[EXERCISE TASK]: Word for word, set down the records and skip each picture.

Extracted data entries:
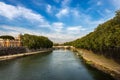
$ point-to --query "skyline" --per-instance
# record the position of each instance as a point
(59, 20)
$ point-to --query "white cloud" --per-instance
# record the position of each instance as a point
(99, 3)
(57, 26)
(12, 12)
(17, 29)
(116, 3)
(65, 3)
(63, 12)
(75, 29)
(49, 8)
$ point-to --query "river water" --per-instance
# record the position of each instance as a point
(55, 65)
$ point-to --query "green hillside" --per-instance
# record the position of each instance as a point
(104, 40)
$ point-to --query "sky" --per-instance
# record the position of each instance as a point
(59, 20)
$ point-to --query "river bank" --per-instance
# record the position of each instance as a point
(7, 57)
(100, 62)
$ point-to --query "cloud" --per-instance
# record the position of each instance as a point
(49, 8)
(62, 12)
(65, 3)
(57, 26)
(17, 29)
(99, 3)
(12, 12)
(116, 3)
(75, 29)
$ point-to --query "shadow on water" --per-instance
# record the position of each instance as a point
(96, 74)
(56, 65)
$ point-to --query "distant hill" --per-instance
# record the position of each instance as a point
(7, 37)
(105, 39)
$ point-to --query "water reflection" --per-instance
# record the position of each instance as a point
(56, 65)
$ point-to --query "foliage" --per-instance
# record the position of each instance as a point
(105, 39)
(7, 37)
(11, 50)
(36, 42)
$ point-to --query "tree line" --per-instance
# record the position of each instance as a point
(36, 42)
(105, 39)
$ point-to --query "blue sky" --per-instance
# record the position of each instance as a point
(59, 20)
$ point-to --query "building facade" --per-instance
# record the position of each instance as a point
(11, 43)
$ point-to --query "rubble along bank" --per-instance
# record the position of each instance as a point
(100, 62)
(7, 57)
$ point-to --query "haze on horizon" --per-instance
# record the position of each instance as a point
(59, 20)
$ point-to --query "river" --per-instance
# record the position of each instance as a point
(55, 65)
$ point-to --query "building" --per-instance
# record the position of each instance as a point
(11, 43)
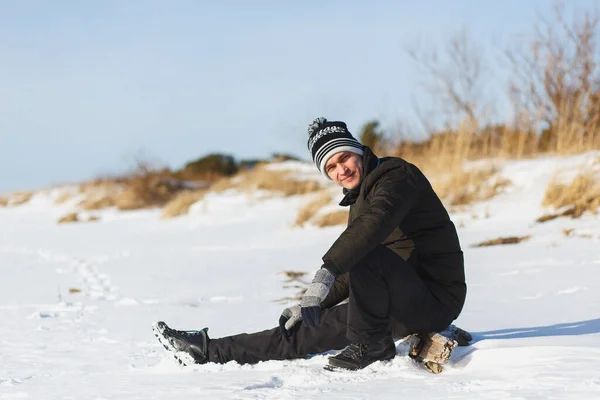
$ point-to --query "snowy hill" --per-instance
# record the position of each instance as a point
(77, 301)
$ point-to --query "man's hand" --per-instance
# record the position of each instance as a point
(311, 301)
(288, 319)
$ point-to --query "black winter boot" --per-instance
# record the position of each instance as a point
(358, 356)
(189, 347)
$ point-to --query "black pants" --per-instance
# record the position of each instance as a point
(387, 297)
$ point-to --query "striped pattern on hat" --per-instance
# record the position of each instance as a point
(326, 138)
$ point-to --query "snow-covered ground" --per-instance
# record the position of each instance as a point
(533, 308)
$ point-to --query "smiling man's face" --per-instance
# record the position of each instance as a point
(345, 168)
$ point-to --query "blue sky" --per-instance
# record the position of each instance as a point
(86, 87)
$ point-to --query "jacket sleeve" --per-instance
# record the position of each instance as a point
(339, 292)
(391, 199)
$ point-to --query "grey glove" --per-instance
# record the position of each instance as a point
(311, 301)
(288, 319)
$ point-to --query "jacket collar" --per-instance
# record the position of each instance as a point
(370, 162)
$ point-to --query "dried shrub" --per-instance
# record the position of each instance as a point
(19, 198)
(503, 240)
(99, 203)
(181, 203)
(64, 197)
(68, 218)
(76, 217)
(332, 219)
(580, 195)
(275, 181)
(293, 275)
(147, 190)
(462, 187)
(311, 208)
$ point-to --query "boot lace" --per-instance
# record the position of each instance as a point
(354, 351)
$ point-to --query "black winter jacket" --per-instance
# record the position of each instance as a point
(396, 206)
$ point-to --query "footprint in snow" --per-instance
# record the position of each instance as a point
(571, 290)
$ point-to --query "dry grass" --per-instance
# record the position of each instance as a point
(293, 275)
(76, 217)
(503, 240)
(308, 211)
(142, 189)
(274, 181)
(19, 198)
(332, 219)
(64, 197)
(580, 195)
(68, 218)
(181, 203)
(465, 187)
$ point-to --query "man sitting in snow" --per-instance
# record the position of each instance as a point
(399, 262)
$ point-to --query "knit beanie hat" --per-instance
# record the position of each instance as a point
(325, 138)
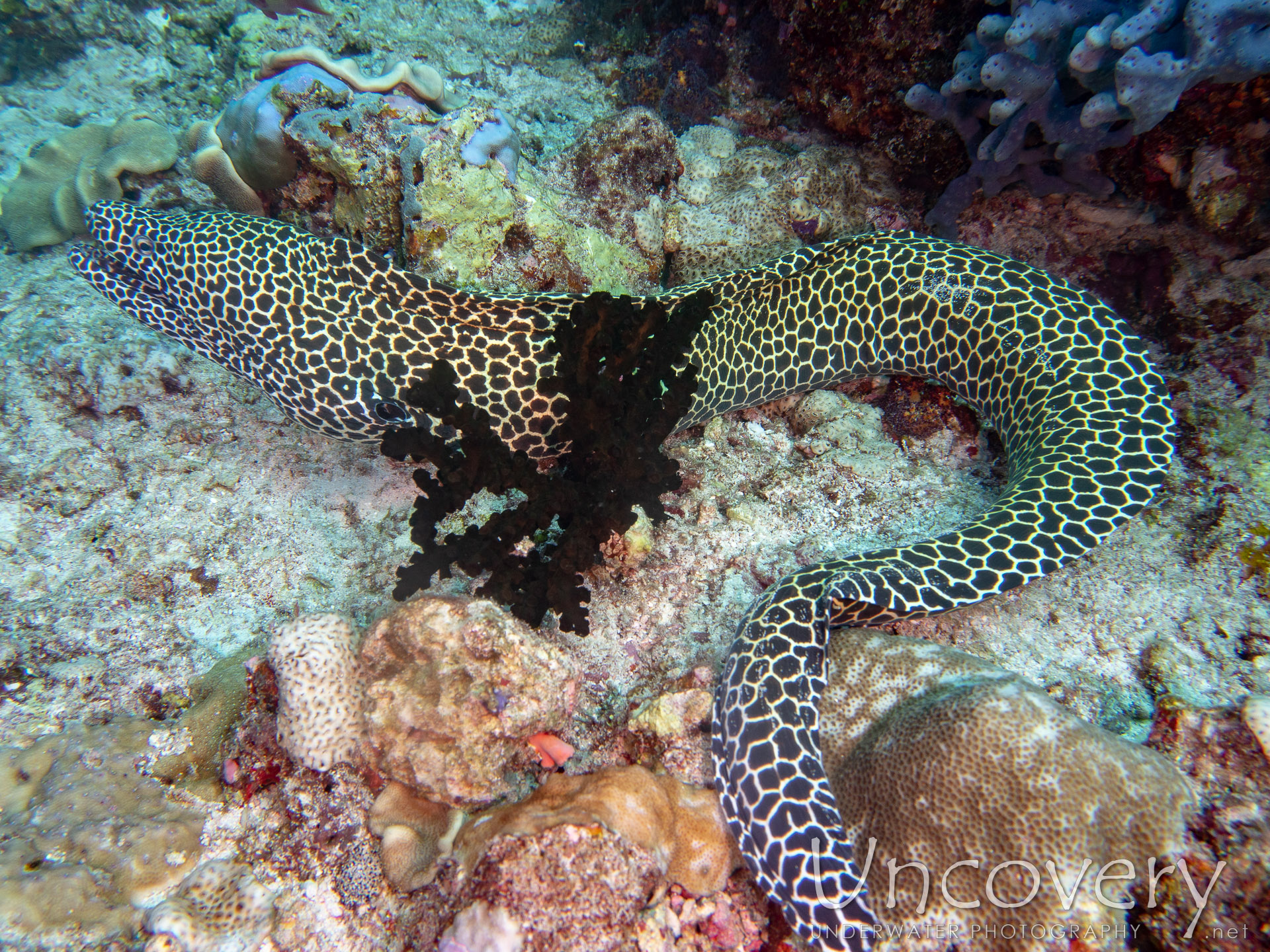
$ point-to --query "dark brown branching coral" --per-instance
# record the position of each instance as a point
(621, 368)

[TASK SOLUTION]:
$ point-to --query "skyline" --per-instance
# record the position of each instance as a point
(59, 20)
$ point-to --query "white cloud" --per-instance
# record the position of each instance as a point
(99, 3)
(57, 26)
(12, 12)
(17, 29)
(116, 3)
(65, 3)
(63, 12)
(75, 29)
(49, 8)
$ point-to --query "river water" --per-instance
# record the position of each instance as a point
(55, 65)
$ point-to --query "green hillside" --per-instance
# record the position of each instance as a point
(104, 40)
$ point-to --query "sky" --per-instance
# record the position of each instance as a point
(59, 20)
$ point-to --query "river bank" --per-instance
# record the position of each instance as a point
(7, 57)
(100, 62)
$ point-to --query "cloud" --per-instance
# record the position of each instance as a point
(49, 8)
(62, 12)
(65, 3)
(57, 26)
(17, 29)
(99, 3)
(12, 12)
(116, 3)
(75, 29)
$ point-to --query "shadow on water" --per-instance
# record the position of each instance as a point
(96, 74)
(56, 65)
$ point-to --query "distant hill" --per-instance
# record the position of each instance as a point
(7, 37)
(105, 39)
$ point-to --query "water reflection" --per-instance
# record the position of each instance as a point
(56, 65)
$ point-to --query "foliage" --per-instance
# record the position of each instance as a point
(105, 39)
(7, 37)
(11, 50)
(36, 42)
$ point-to --query "tree line" --per-instance
# record the position of each instance as a point
(36, 42)
(105, 39)
$ point-to --query "blue sky" --per-instance
# record the position of each instance as a point
(59, 20)
$ point-to --query "building facade" --per-instance
# record the position of each instance as a point
(11, 43)
$ point-to --query "rubble along bank" --per-instance
# record the position of each instance as a point
(100, 62)
(7, 57)
$ point-to --query "haze on horizon" --per-instance
# record the position of each instance as a point
(59, 20)
$ point-to --query "river" --per-instance
# record the position of each instance as a point
(55, 65)
$ point-to --query "building" --per-instance
# record the position of each instance as a point
(11, 43)
$ point-to --query "snowy hill" --per-instance
# record the position of each instance as a point
(77, 301)
$ point-to --query "man's hand" --per-instance
# record the position of each instance as a point
(311, 301)
(288, 319)
$ point-to --query "black winter boot" --per-instance
# record the position of each instance as a point
(358, 356)
(189, 347)
$ point-to --query "black pants" --per-instance
# record the position of each instance as a point
(387, 297)
$ point-to --query "striped pattern on hat" --per-instance
# record the position of each instance as a point
(326, 138)
$ point-to --query "snow-covered ground" --per-instance
# record the position of each instance as a point
(533, 308)
$ point-to --query "smiling man's face" --per-instance
# record the position of each instance as a point
(345, 168)
$ point-to --query "blue sky" --per-instance
# record the position of each instance as a point
(86, 87)
$ point-to --query "jacket sleeve" --per-instance
# record the position of each instance as a point
(339, 292)
(391, 199)
$ point-to --query "grey glove" --per-instance
# record the position of each instance as a point
(311, 301)
(288, 319)
$ point-to --query "jacket collar" --per-instance
# record the position of each instance as a point
(370, 162)
$ point-to --query "dried shrub" --per-instance
# record the position of each instance as a point
(19, 198)
(503, 240)
(99, 203)
(181, 203)
(64, 197)
(68, 218)
(76, 217)
(332, 219)
(580, 195)
(275, 181)
(293, 275)
(147, 190)
(462, 187)
(311, 208)
$ point-to --query "boot lace" --per-instance
# record the position of each instance as a point
(354, 351)
$ point-to --query "black winter jacket" --per-instance
# record the position of each instance as a point
(396, 206)
$ point-to --query "footprint in snow" --per-instance
# record the position of each instance as a point
(571, 290)
$ point-to --query "dry grass" --per-instance
# record the position of each instance as a point
(293, 275)
(76, 217)
(503, 240)
(308, 211)
(142, 189)
(274, 181)
(19, 198)
(332, 219)
(64, 197)
(580, 195)
(68, 218)
(181, 203)
(465, 187)
$ point-to --query "man sitting in snow" --per-instance
# record the position of each instance as a point
(399, 262)
$ point-to --query "knit beanie hat" --per-instance
# record the position of each instance as a point
(325, 138)
$ point-to --query "dark brown branching coral" --per-instance
# record the position of each instance as a point
(621, 368)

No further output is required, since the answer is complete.